Set exercise>
Copy out, unchanged, the entries below from the "of the parked" line to the final line. Omit pictures.

Location labeling records
# # # # #

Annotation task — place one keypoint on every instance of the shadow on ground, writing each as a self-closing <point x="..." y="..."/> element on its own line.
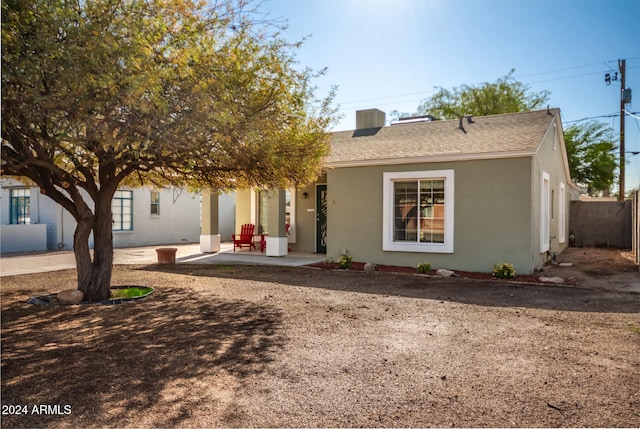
<point x="109" y="363"/>
<point x="497" y="293"/>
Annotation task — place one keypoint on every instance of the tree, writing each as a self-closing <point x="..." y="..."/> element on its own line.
<point x="506" y="95"/>
<point x="104" y="93"/>
<point x="591" y="153"/>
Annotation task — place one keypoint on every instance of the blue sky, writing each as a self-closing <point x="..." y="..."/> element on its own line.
<point x="391" y="54"/>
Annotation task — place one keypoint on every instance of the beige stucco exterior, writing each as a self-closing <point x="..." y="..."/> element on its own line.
<point x="498" y="202"/>
<point x="496" y="219"/>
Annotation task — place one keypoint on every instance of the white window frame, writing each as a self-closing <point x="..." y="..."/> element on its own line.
<point x="545" y="214"/>
<point x="153" y="204"/>
<point x="388" y="243"/>
<point x="118" y="198"/>
<point x="562" y="213"/>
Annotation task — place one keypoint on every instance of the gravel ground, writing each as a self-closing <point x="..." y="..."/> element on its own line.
<point x="245" y="346"/>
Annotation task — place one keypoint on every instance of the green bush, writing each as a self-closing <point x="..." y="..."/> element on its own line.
<point x="345" y="262"/>
<point x="504" y="271"/>
<point x="424" y="268"/>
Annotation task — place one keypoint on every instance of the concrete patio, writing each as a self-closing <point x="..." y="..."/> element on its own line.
<point x="25" y="263"/>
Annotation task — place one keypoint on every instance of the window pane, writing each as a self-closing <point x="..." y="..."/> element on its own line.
<point x="155" y="203"/>
<point x="422" y="223"/>
<point x="121" y="208"/>
<point x="20" y="206"/>
<point x="432" y="211"/>
<point x="406" y="210"/>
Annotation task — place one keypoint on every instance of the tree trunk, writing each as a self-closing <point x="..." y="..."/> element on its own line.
<point x="94" y="276"/>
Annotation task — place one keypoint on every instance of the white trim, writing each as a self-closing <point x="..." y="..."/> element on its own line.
<point x="388" y="244"/>
<point x="293" y="196"/>
<point x="562" y="214"/>
<point x="545" y="215"/>
<point x="436" y="158"/>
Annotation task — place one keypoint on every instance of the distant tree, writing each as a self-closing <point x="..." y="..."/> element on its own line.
<point x="591" y="151"/>
<point x="506" y="95"/>
<point x="104" y="93"/>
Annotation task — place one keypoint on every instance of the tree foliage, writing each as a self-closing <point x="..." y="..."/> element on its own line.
<point x="506" y="95"/>
<point x="104" y="93"/>
<point x="591" y="152"/>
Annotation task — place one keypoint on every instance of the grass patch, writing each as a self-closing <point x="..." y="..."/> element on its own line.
<point x="130" y="292"/>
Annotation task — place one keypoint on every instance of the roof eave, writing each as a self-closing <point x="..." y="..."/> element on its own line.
<point x="430" y="159"/>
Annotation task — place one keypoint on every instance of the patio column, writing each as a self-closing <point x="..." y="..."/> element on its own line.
<point x="277" y="239"/>
<point x="209" y="238"/>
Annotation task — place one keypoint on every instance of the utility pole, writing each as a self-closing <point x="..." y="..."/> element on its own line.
<point x="622" y="67"/>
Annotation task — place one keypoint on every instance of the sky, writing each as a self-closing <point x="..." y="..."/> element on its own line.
<point x="392" y="54"/>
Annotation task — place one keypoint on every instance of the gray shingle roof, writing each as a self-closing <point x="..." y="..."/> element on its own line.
<point x="513" y="134"/>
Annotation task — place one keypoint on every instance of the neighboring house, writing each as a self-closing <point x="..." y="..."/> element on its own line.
<point x="141" y="216"/>
<point x="461" y="194"/>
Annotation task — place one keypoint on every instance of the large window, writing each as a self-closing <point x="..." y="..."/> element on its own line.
<point x="418" y="211"/>
<point x="20" y="206"/>
<point x="122" y="207"/>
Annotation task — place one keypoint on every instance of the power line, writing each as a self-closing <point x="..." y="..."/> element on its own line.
<point x="432" y="91"/>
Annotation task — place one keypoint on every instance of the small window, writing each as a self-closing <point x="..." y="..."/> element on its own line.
<point x="122" y="207"/>
<point x="20" y="206"/>
<point x="155" y="203"/>
<point x="562" y="214"/>
<point x="545" y="211"/>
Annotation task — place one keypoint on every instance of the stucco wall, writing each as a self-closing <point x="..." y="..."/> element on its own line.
<point x="550" y="159"/>
<point x="305" y="220"/>
<point x="178" y="222"/>
<point x="179" y="219"/>
<point x="23" y="238"/>
<point x="492" y="215"/>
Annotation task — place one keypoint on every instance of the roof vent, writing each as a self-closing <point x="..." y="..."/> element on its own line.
<point x="414" y="119"/>
<point x="370" y="118"/>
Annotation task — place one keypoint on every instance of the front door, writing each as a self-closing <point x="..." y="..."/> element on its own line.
<point x="321" y="218"/>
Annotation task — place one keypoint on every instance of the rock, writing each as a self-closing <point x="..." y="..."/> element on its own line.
<point x="445" y="273"/>
<point x="70" y="296"/>
<point x="556" y="280"/>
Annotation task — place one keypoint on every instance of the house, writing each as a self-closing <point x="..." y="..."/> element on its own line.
<point x="142" y="216"/>
<point x="462" y="194"/>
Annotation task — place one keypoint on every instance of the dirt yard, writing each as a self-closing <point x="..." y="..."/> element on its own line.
<point x="241" y="346"/>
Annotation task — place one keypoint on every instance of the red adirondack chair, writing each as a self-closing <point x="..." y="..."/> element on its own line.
<point x="245" y="238"/>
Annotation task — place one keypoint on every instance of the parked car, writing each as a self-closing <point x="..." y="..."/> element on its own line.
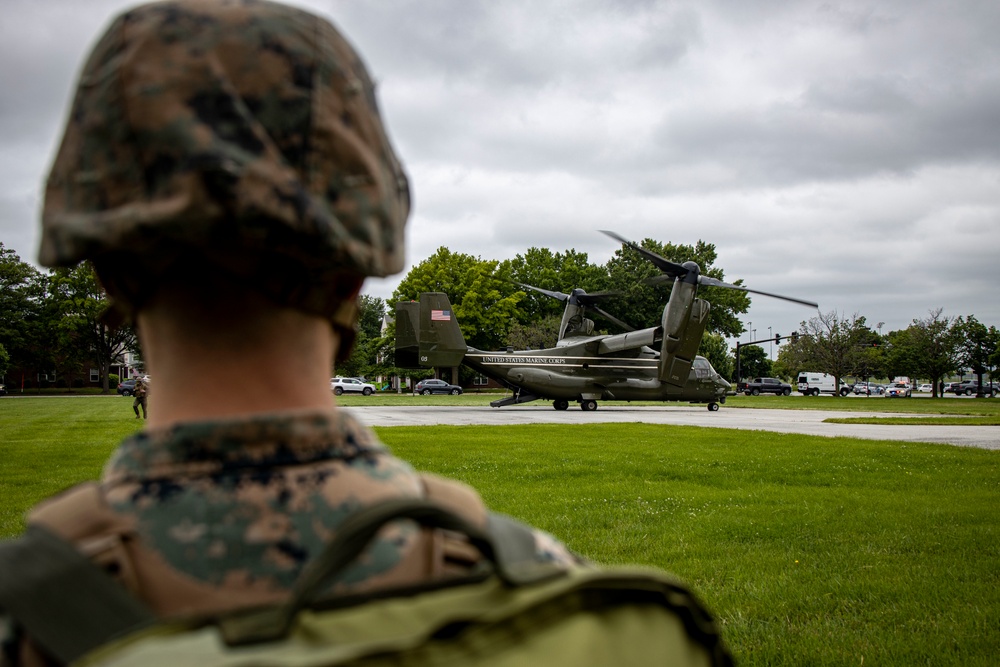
<point x="898" y="390"/>
<point x="127" y="387"/>
<point x="971" y="388"/>
<point x="868" y="388"/>
<point x="353" y="385"/>
<point x="765" y="386"/>
<point x="436" y="387"/>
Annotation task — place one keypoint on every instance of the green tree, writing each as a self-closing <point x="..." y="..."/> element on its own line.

# # # # #

Answer to the task>
Annotation task — place one keypoint on every instance of the parked car, writing each as a self-closing <point x="..." y="..."/> element on its own line.
<point x="898" y="390"/>
<point x="127" y="387"/>
<point x="971" y="388"/>
<point x="868" y="388"/>
<point x="353" y="385"/>
<point x="765" y="386"/>
<point x="436" y="387"/>
Annotation task — place one keypoint on every instance of the green tree, writing each as a self-closing <point x="..." y="..."/> element on its own line.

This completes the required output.